Task prompt: Output, with no changes, the span of lines that opens with the line containing "Note: indicate every instance of the armchair" and closes with the last line.

Listing:
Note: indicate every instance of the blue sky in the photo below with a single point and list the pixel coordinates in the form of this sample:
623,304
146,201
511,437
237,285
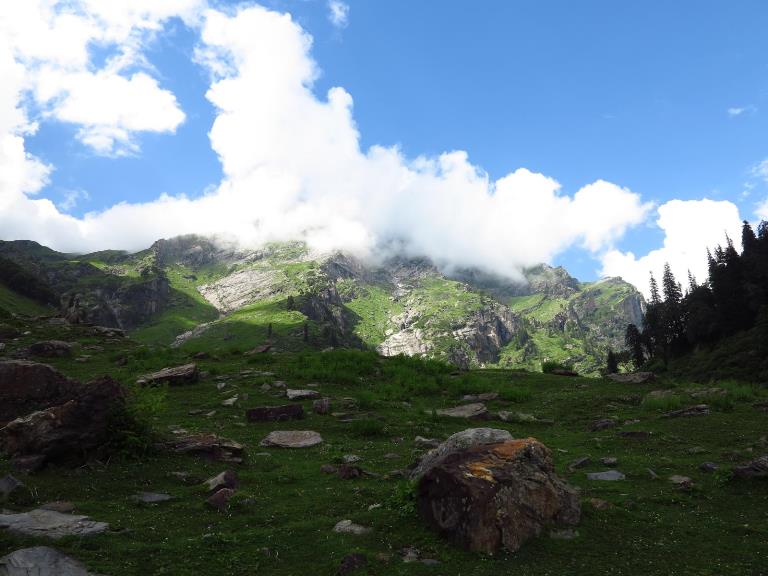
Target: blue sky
668,100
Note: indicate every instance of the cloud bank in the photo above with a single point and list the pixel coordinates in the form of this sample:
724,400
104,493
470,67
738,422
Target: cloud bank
292,162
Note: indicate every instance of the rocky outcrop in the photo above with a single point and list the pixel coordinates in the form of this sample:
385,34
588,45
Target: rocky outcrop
69,432
496,496
27,387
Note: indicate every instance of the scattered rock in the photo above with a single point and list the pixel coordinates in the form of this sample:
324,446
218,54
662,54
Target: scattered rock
757,468
635,434
608,476
564,534
681,481
458,443
422,442
176,376
485,397
59,506
230,401
50,349
151,497
51,524
579,463
301,394
227,479
40,561
208,446
220,499
322,406
351,563
492,496
28,464
602,424
349,527
698,410
292,439
633,377
275,413
476,411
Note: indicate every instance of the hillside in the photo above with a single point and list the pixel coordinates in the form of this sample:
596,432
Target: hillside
197,294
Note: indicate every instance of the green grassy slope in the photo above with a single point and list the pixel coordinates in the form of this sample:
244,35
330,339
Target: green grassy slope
280,522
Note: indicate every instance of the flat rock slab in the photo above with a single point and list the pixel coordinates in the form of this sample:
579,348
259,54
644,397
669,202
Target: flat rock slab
349,527
51,524
151,497
41,561
175,376
301,394
476,410
633,378
292,439
275,413
608,475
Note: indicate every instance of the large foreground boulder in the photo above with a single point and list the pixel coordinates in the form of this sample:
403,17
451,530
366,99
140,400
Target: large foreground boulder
26,387
490,497
68,432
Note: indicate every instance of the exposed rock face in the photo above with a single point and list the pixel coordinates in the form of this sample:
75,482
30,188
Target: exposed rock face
275,413
495,496
633,377
292,439
41,561
209,446
68,432
28,386
175,376
457,443
51,524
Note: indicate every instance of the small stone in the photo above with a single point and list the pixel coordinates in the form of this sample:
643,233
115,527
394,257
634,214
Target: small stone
292,439
476,411
602,424
579,463
682,481
8,485
422,442
565,534
151,497
59,506
220,499
301,394
322,406
227,479
608,475
349,527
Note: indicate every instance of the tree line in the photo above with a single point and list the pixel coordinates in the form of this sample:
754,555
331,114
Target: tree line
733,298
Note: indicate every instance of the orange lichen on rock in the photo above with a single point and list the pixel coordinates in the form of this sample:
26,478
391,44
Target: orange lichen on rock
504,451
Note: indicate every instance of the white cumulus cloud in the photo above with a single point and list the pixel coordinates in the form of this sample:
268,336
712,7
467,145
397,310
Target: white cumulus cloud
690,227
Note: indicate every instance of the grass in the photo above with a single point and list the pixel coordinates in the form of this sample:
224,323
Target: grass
717,528
15,303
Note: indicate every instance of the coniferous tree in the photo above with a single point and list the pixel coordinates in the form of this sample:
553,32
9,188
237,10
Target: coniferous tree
634,342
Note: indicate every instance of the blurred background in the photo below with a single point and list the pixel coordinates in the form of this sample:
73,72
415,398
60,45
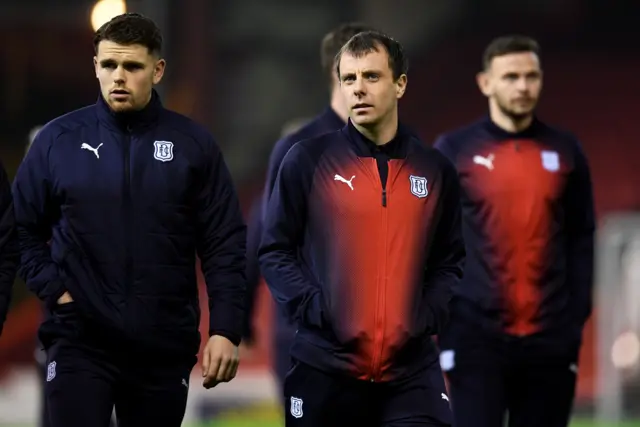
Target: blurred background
246,69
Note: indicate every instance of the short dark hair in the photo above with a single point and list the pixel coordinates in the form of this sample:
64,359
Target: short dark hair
128,29
333,41
508,44
370,41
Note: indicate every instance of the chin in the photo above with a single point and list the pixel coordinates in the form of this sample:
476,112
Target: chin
363,120
121,107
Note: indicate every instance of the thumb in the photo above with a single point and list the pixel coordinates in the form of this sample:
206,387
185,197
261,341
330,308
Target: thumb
206,361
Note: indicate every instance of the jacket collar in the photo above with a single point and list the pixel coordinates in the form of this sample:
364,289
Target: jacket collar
130,121
496,131
397,148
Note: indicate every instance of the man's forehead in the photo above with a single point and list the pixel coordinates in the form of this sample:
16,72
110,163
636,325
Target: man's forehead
369,60
515,61
109,49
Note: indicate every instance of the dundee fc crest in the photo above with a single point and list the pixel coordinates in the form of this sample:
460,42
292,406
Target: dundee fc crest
296,407
163,151
419,186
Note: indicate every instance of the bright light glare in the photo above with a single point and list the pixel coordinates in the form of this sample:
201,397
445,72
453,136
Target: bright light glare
104,10
625,352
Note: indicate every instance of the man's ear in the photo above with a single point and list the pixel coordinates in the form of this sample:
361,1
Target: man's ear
401,86
158,71
484,83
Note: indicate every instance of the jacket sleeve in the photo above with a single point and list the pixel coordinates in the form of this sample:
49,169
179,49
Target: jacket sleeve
285,221
35,214
254,232
221,245
8,246
580,229
447,254
278,153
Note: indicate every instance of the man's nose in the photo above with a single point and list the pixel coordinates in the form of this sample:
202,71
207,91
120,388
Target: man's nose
119,75
358,87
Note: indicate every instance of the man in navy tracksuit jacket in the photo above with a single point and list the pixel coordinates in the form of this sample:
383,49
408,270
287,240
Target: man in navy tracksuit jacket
361,246
8,246
517,316
127,193
332,118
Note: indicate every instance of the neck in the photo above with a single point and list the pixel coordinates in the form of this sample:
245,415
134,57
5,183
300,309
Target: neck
338,104
382,132
509,123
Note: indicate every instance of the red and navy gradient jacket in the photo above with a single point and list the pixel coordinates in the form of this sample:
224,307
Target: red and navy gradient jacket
361,247
528,225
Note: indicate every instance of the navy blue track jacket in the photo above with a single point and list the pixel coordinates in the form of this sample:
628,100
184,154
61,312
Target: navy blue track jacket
327,121
8,246
127,201
528,221
361,247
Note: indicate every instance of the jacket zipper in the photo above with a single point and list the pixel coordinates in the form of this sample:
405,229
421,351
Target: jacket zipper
378,337
128,217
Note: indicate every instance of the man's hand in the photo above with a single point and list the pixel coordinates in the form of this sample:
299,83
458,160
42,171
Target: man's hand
219,362
65,298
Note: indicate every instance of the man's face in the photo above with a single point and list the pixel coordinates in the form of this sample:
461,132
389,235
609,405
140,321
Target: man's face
513,82
369,89
127,74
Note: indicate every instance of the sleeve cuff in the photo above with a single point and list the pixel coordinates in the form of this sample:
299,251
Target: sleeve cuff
234,338
52,299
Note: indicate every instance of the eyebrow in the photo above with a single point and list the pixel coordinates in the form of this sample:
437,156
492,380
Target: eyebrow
126,64
365,73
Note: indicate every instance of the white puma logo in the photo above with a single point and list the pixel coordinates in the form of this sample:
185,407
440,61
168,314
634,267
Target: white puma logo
341,179
86,146
484,161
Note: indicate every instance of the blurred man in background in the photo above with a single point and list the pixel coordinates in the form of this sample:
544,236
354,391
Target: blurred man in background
517,317
332,118
361,246
128,193
9,255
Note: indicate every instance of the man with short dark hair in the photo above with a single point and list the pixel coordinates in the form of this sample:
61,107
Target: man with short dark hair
517,316
128,193
361,245
332,118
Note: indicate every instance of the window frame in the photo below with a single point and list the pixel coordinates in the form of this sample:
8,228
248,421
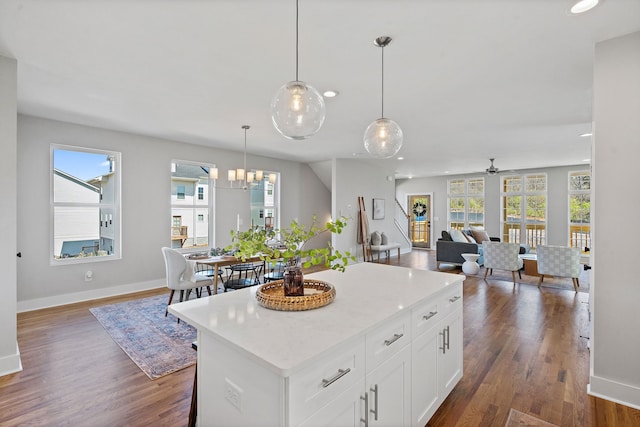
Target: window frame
525,224
194,206
465,196
114,217
576,192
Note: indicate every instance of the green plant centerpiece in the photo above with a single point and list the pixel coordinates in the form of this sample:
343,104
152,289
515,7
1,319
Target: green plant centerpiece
287,245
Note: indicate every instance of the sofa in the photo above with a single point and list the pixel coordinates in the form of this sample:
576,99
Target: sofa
449,249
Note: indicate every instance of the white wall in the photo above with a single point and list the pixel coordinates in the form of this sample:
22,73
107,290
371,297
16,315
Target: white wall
146,217
557,200
9,354
354,178
615,292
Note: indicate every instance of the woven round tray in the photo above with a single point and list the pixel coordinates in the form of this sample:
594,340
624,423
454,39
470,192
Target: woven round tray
317,294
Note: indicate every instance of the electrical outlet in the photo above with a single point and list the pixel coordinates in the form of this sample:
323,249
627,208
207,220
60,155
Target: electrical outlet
233,394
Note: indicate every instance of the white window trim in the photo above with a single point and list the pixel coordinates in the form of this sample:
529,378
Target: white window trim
117,220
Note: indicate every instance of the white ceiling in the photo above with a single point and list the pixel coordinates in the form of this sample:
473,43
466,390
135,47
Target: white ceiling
466,80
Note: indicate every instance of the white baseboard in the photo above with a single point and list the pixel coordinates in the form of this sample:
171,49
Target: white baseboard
57,300
10,364
614,391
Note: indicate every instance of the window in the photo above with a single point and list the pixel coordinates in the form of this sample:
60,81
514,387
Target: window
180,192
466,203
524,209
191,205
265,204
85,204
580,209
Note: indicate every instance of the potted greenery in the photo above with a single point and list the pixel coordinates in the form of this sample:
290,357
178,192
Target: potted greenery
288,246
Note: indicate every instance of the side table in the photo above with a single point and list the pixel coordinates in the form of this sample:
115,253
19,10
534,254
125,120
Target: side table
470,265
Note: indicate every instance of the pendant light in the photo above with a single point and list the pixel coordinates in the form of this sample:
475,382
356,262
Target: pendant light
297,109
383,137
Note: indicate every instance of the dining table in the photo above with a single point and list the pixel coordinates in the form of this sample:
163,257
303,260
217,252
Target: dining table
222,261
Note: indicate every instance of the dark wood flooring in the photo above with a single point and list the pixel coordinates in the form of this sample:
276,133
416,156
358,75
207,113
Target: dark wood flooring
524,348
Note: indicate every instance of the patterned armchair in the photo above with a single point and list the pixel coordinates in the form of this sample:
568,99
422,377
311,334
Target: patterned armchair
503,256
559,261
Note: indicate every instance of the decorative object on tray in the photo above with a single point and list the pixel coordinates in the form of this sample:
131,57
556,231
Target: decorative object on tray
287,245
197,256
316,294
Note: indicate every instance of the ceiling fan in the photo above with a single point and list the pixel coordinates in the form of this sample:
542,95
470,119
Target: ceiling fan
492,170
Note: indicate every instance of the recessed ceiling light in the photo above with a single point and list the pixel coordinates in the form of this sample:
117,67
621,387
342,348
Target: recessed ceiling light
582,6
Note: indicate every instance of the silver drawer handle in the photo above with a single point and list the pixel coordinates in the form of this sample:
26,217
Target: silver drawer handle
341,373
430,315
393,339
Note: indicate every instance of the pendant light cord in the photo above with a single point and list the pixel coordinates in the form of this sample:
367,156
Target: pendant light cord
297,40
382,112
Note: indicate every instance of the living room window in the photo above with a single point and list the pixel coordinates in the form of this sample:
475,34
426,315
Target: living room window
580,209
85,205
191,205
524,209
466,203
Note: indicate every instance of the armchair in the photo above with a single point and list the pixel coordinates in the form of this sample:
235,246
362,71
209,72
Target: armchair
559,261
503,256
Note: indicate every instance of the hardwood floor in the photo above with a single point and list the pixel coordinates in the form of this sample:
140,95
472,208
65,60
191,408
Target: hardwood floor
524,348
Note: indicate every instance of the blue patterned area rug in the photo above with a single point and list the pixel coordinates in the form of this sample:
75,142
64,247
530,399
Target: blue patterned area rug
158,345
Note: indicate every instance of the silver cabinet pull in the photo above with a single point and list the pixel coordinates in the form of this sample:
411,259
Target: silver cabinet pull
365,420
430,315
341,373
375,402
393,339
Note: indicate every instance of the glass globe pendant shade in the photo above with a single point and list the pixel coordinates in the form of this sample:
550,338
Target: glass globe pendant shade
383,138
297,110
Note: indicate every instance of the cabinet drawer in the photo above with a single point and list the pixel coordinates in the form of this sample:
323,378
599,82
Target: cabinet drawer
425,316
315,386
388,340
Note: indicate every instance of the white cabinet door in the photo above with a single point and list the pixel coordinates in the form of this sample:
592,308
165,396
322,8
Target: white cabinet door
424,376
389,391
450,352
344,411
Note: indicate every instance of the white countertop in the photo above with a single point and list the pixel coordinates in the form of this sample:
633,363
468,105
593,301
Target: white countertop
366,294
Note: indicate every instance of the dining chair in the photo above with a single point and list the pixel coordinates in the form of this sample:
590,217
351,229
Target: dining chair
181,276
503,256
559,261
243,275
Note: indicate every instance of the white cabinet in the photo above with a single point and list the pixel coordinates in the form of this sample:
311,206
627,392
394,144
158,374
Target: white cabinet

Answer:
Note: indicate every instance of the armchair in the photo above with a single point and list the pixel coordinates in the form of this sample:
235,246
362,71
209,72
Target: armchair
559,261
503,256
Note: indicate every instance of the hardwood floor in the photo above with a single point and list the pixel coordinates in the form of this sample:
140,95
472,208
65,60
191,408
Target: hardwood floor
524,348
Note: indicate every instance of the blue patterned area rug in the photo above with a single point and list the pixel coordinates in the form of this sample:
75,142
64,247
530,399
Target: blue patterned area rug
158,345
Note: indicate every instance of the silver cabinet pull in the photo above with a single point and list the pixel coordinates in the form of this sample:
411,259
Target: silver cabinet pull
365,420
430,315
341,373
375,402
393,339
Note: indicate every instance of the glass globe pendant shade in the photo above with a single point and list the pixel coordinates in the form of this sample:
550,338
Target: glass globe pendant shade
383,138
297,110
Note: indicate every instance of the cabinet drawer in the photo above with a single point and list the pixel coordinates in the form of this sample:
323,378
599,82
Target: cabinet drawer
425,316
315,386
388,340
Note: indicate every instance of the white cabinet door in the photo above with a single point and list the pixel coordinates in the form of this sample:
592,308
165,396
322,8
Target: white cabinet door
424,376
389,391
450,352
344,411
Note: indicate every instance of the white countertop in the photo above with a single point and list the pixel coordinates in the form of this sample:
633,363
468,105
593,301
Target: white countertop
366,294
Note: indicate every instance of the dining chair in the photo above with a single point and list the pixel coordinates in the form of this sample:
590,217
351,229
Target: dining chair
181,276
503,256
559,261
243,275
Note: indicate every instance of the white cabinet in the photo above with a single point and list the pixel coordinates in the form of this sample:
311,206
627,392
394,144
158,374
Target: white cabinet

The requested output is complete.